GIVEN INSTRUCTION:
Rewrite all the items below, putting "single point" wherever "single marker" appears and leaving everything else as it is.

GIVEN ENTRIES:
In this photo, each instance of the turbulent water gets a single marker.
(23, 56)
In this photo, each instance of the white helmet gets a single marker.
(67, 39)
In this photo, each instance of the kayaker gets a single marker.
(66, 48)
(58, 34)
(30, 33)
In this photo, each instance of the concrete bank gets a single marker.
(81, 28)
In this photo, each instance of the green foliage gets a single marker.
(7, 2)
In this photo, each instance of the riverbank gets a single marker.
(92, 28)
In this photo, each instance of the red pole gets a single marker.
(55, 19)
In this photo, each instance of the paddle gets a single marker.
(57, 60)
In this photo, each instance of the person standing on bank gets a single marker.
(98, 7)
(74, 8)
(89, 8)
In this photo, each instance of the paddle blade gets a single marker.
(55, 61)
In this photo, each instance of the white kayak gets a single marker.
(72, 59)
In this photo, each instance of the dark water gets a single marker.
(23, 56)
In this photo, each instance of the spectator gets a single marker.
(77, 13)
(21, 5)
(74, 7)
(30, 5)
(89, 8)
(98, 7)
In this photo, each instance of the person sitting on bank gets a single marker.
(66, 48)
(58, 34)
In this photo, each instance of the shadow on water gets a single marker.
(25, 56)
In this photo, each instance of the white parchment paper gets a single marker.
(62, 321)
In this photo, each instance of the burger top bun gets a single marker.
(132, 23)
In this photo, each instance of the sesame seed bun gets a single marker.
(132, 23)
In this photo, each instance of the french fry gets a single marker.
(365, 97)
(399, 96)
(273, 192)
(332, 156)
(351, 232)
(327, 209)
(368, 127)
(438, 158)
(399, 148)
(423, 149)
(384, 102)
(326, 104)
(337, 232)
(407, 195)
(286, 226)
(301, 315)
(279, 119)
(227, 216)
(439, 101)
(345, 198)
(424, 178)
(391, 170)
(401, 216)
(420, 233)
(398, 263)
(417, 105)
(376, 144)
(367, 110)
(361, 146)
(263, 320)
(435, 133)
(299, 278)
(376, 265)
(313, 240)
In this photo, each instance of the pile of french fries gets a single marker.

EXERCISE ANSWER:
In this photo, each instance of the turbulent water gets a single point.
(23, 56)
In this photo, each instance of the white helmet gets a single point.
(67, 39)
In this photo, each instance of the kayaker gets a single point.
(66, 48)
(58, 34)
(30, 33)
In this photo, each instance of the concrete bank gets a single point.
(81, 28)
In this photo, each instance of the green foliage gets a single point.
(7, 2)
In this photo, each instance of the riverbank gets a single point.
(92, 28)
In this photo, each instance of the red pole gets a single point.
(55, 19)
In this photo, each instance of the paddle gets a single point.
(57, 60)
In this photo, each instance of the person standing on bank gets a single point.
(98, 7)
(74, 8)
(89, 8)
In this photo, each instance of the paddle blade gets a single point.
(55, 61)
In this photo, each instance of the white kayak gets a single point.
(72, 59)
In this photo, each instance of the dark water gets a single point.
(23, 56)
In this photo, each instance of the spectator gets a single point.
(77, 13)
(21, 5)
(74, 7)
(30, 5)
(89, 8)
(98, 7)
In this photo, each instance of the person sitting on bank gets a single point.
(66, 48)
(58, 34)
In this photo, each instance of the shadow on water gets a single point.
(25, 56)
In this photo, each instance of the white parchment paper gets a single point.
(62, 321)
In this photo, each instance of the burger top bun gets a single point.
(132, 23)
In this photo, each instance of the sesame seed bun gets a single point.
(132, 23)
In this photo, each instance of the french fry gets a single point.
(365, 97)
(399, 96)
(273, 192)
(332, 156)
(351, 232)
(327, 209)
(368, 127)
(438, 158)
(399, 148)
(423, 149)
(384, 102)
(326, 104)
(337, 232)
(407, 195)
(286, 226)
(301, 315)
(279, 119)
(227, 216)
(439, 101)
(345, 198)
(424, 178)
(391, 170)
(401, 216)
(420, 233)
(398, 263)
(417, 105)
(376, 144)
(367, 110)
(361, 146)
(263, 320)
(435, 133)
(299, 278)
(376, 265)
(313, 240)
In this photo, each instance of the pile of french fries gets a single point.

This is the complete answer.